ABOUT THIS TASK:
The output is the lines below from the one with "target: brick edging" through the one with "rule: each instance of the stone", both included, printed exactly and with no other line.

Recorded data

+===+

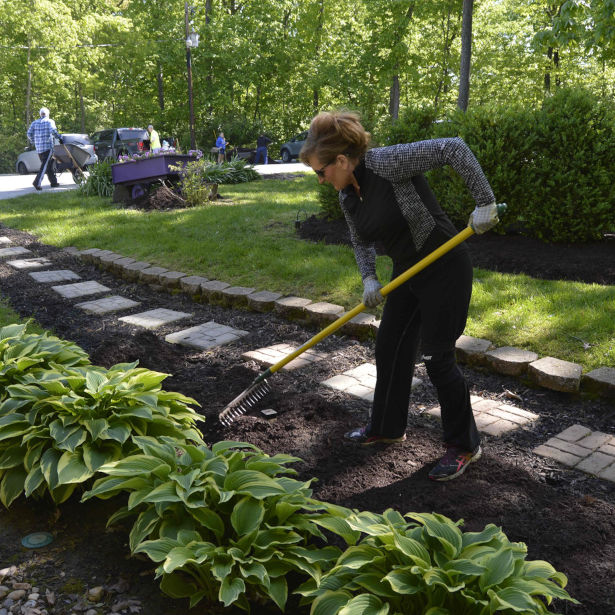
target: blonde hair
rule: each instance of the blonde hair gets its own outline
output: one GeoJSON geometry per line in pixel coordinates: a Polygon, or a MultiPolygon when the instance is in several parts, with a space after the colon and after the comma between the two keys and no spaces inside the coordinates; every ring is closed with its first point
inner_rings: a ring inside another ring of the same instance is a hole
{"type": "Polygon", "coordinates": [[[368,149],[370,134],[363,128],[358,113],[323,111],[311,122],[307,139],[299,153],[301,162],[316,156],[323,163],[343,154],[361,158],[368,149]]]}

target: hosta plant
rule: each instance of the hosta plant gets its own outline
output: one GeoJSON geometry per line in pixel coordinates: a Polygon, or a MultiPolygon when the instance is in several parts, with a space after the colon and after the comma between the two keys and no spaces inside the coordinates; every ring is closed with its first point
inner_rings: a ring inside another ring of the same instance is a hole
{"type": "Polygon", "coordinates": [[[136,362],[20,376],[0,403],[0,502],[45,491],[63,502],[100,466],[135,452],[135,436],[201,443],[197,402],[163,391],[166,377],[136,362]]]}
{"type": "MultiPolygon", "coordinates": [[[[142,453],[106,464],[84,499],[130,493],[109,520],[137,515],[130,548],[160,565],[161,588],[172,597],[222,602],[249,610],[273,600],[284,609],[286,575],[319,580],[341,551],[315,520],[350,513],[311,498],[288,455],[264,454],[243,442],[179,445],[171,438],[139,437],[142,453]],[[180,455],[177,455],[178,449],[180,455]]],[[[326,520],[329,521],[326,521],[326,520]]],[[[349,530],[352,533],[352,530],[349,530]]]]}
{"type": "Polygon", "coordinates": [[[7,325],[0,329],[0,400],[6,399],[7,387],[33,370],[89,365],[85,350],[49,333],[27,333],[27,324],[7,325]]]}
{"type": "Polygon", "coordinates": [[[526,561],[526,546],[495,525],[464,533],[462,521],[443,515],[405,517],[387,510],[346,520],[364,537],[298,590],[311,615],[530,615],[549,613],[554,598],[577,603],[565,575],[526,561]]]}

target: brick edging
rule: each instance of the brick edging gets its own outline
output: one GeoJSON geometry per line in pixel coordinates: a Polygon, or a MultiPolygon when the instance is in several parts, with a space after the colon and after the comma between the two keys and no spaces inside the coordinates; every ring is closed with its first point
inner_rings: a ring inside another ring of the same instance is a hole
{"type": "MultiPolygon", "coordinates": [[[[182,292],[195,301],[223,305],[256,312],[274,311],[279,316],[302,324],[324,328],[344,314],[345,308],[327,302],[312,302],[296,296],[232,286],[220,280],[188,275],[154,267],[150,263],[116,254],[111,250],[64,248],[65,252],[92,263],[100,269],[129,281],[138,281],[170,293],[182,292]]],[[[358,339],[376,335],[380,321],[363,312],[345,323],[339,333],[358,339]]],[[[490,371],[526,378],[542,388],[564,393],[590,393],[615,399],[615,369],[599,367],[583,374],[578,363],[554,357],[539,357],[536,353],[502,346],[496,348],[489,340],[462,335],[456,344],[457,360],[470,366],[480,366],[490,371]]]]}

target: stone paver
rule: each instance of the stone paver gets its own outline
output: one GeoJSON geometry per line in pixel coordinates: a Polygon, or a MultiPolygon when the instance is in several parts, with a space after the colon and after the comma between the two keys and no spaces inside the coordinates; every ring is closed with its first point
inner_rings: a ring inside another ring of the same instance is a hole
{"type": "Polygon", "coordinates": [[[0,237],[0,245],[8,245],[13,243],[8,237],[0,237]]]}
{"type": "Polygon", "coordinates": [[[344,314],[344,306],[329,303],[327,301],[319,301],[318,303],[310,303],[305,306],[306,316],[318,326],[324,326],[337,320],[344,314]]]}
{"type": "Polygon", "coordinates": [[[37,256],[36,258],[21,258],[14,261],[7,261],[6,264],[15,269],[40,269],[41,267],[49,267],[52,263],[44,256],[37,256]]]}
{"type": "Polygon", "coordinates": [[[255,290],[247,286],[227,286],[220,291],[222,304],[227,307],[247,307],[248,295],[255,290]]]}
{"type": "Polygon", "coordinates": [[[191,295],[200,295],[203,282],[209,282],[209,280],[200,275],[187,275],[185,278],[180,278],[179,287],[191,295]]]}
{"type": "Polygon", "coordinates": [[[305,318],[305,307],[312,303],[303,297],[282,297],[274,303],[273,309],[288,320],[305,318]]]}
{"type": "MultiPolygon", "coordinates": [[[[538,418],[537,414],[515,408],[497,399],[471,395],[474,420],[479,431],[491,436],[501,436],[515,429],[529,426],[538,418]]],[[[440,416],[440,406],[427,410],[432,416],[440,416]]]]}
{"type": "Polygon", "coordinates": [[[185,277],[187,274],[181,271],[165,271],[160,274],[159,279],[165,288],[179,288],[180,280],[185,277]]]}
{"type": "MultiPolygon", "coordinates": [[[[258,350],[250,350],[244,352],[241,355],[242,359],[252,359],[260,365],[265,367],[271,367],[278,361],[281,361],[284,357],[288,356],[291,352],[294,352],[298,346],[291,346],[290,344],[275,344],[275,346],[267,346],[266,348],[259,348],[258,350]]],[[[317,352],[313,348],[309,348],[305,352],[302,352],[298,357],[295,357],[292,361],[287,363],[282,369],[293,370],[306,365],[311,365],[317,361],[322,361],[327,358],[327,354],[324,352],[317,352]]]]}
{"type": "Polygon", "coordinates": [[[229,288],[228,282],[222,282],[221,280],[208,280],[201,284],[201,294],[208,303],[221,303],[222,291],[225,288],[229,288]]]}
{"type": "Polygon", "coordinates": [[[249,294],[248,307],[255,312],[271,312],[275,302],[281,297],[280,293],[272,293],[268,290],[260,290],[249,294]]]}
{"type": "Polygon", "coordinates": [[[341,335],[351,335],[359,339],[367,339],[373,337],[374,330],[377,328],[377,324],[380,321],[376,320],[373,314],[367,314],[360,312],[356,316],[353,316],[348,322],[344,323],[339,329],[341,335]]]}
{"type": "MultiPolygon", "coordinates": [[[[342,374],[323,380],[320,384],[365,401],[373,401],[374,388],[376,387],[376,366],[373,363],[363,363],[342,374]]],[[[422,381],[419,378],[412,378],[413,389],[421,384],[422,381]]]]}
{"type": "Polygon", "coordinates": [[[186,312],[176,312],[175,310],[158,308],[156,310],[132,314],[131,316],[122,316],[118,318],[118,320],[137,327],[144,327],[145,329],[157,329],[162,325],[167,325],[176,320],[181,320],[182,318],[189,318],[190,316],[192,316],[192,314],[187,314],[186,312]]]}
{"type": "Polygon", "coordinates": [[[108,314],[109,312],[127,310],[137,305],[139,305],[138,301],[126,299],[126,297],[120,297],[119,295],[113,295],[112,297],[105,297],[104,299],[77,303],[76,307],[81,308],[88,314],[108,314]]]}
{"type": "Polygon", "coordinates": [[[0,248],[0,258],[9,258],[11,256],[20,256],[21,254],[32,254],[32,250],[15,246],[13,248],[0,248]]]}
{"type": "MultiPolygon", "coordinates": [[[[115,261],[117,263],[117,261],[115,261]]],[[[139,279],[139,275],[145,269],[149,269],[152,265],[145,261],[136,261],[134,263],[128,263],[122,266],[123,275],[127,280],[136,281],[139,279]]]]}
{"type": "Polygon", "coordinates": [[[80,280],[81,276],[70,269],[56,269],[55,271],[34,271],[28,274],[37,282],[69,282],[80,280]]]}
{"type": "Polygon", "coordinates": [[[485,353],[491,348],[493,344],[489,340],[469,335],[462,335],[455,344],[458,361],[471,365],[485,365],[487,362],[485,353]]]}
{"type": "Polygon", "coordinates": [[[583,368],[578,363],[543,357],[528,365],[528,374],[536,384],[563,393],[576,393],[581,385],[583,368]]]}
{"type": "Polygon", "coordinates": [[[66,299],[75,299],[76,297],[85,297],[86,295],[95,295],[96,293],[106,293],[111,290],[93,280],[88,282],[77,282],[76,284],[52,286],[51,288],[66,299]]]}
{"type": "Polygon", "coordinates": [[[507,376],[520,376],[527,371],[527,366],[538,359],[535,352],[521,350],[513,346],[502,346],[485,353],[487,364],[496,372],[507,376]]]}
{"type": "Polygon", "coordinates": [[[235,342],[244,335],[248,335],[248,331],[233,329],[210,320],[196,327],[169,333],[164,339],[171,344],[181,344],[182,346],[206,350],[214,346],[235,342]]]}
{"type": "Polygon", "coordinates": [[[167,271],[168,269],[164,267],[148,267],[139,272],[139,280],[145,282],[145,284],[159,284],[160,274],[166,273],[167,271]]]}
{"type": "Polygon", "coordinates": [[[537,455],[565,466],[615,482],[615,436],[583,425],[568,429],[537,446],[537,455]]]}
{"type": "Polygon", "coordinates": [[[588,390],[615,397],[615,368],[598,367],[581,376],[581,386],[588,390]]]}

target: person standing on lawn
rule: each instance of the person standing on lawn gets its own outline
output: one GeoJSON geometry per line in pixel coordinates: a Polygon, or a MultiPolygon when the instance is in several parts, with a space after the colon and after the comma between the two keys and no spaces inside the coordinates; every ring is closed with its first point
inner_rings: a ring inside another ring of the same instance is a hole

+===+

EXERCISE OUTPUT:
target: brick edging
rule: each instance of the brick edging gets its own outline
output: one GeoJSON geometry per line in pixel coordinates: a Polygon, or a MultiPolygon when the instance is in several parts, with a space after the colon and after the comma between the two keys and no spaces inside the coordinates; every ring is closed with its first point
inner_rings: a ring inside another ring of the same instance is a hole
{"type": "MultiPolygon", "coordinates": [[[[182,292],[195,301],[223,305],[256,312],[274,311],[279,316],[302,324],[324,328],[344,314],[345,308],[327,302],[312,302],[296,296],[232,286],[220,280],[188,275],[154,267],[150,263],[116,254],[111,250],[64,248],[65,252],[92,263],[100,269],[129,281],[138,281],[170,293],[182,292]]],[[[358,339],[376,335],[380,321],[363,312],[345,323],[339,333],[358,339]]],[[[490,371],[526,378],[542,388],[564,393],[590,393],[615,399],[615,369],[599,367],[583,374],[578,363],[554,357],[539,357],[536,353],[502,346],[496,348],[489,340],[462,335],[456,344],[457,360],[470,366],[480,366],[490,371]]]]}

target: stone paver
rule: each instance of the stone paver gets its own outline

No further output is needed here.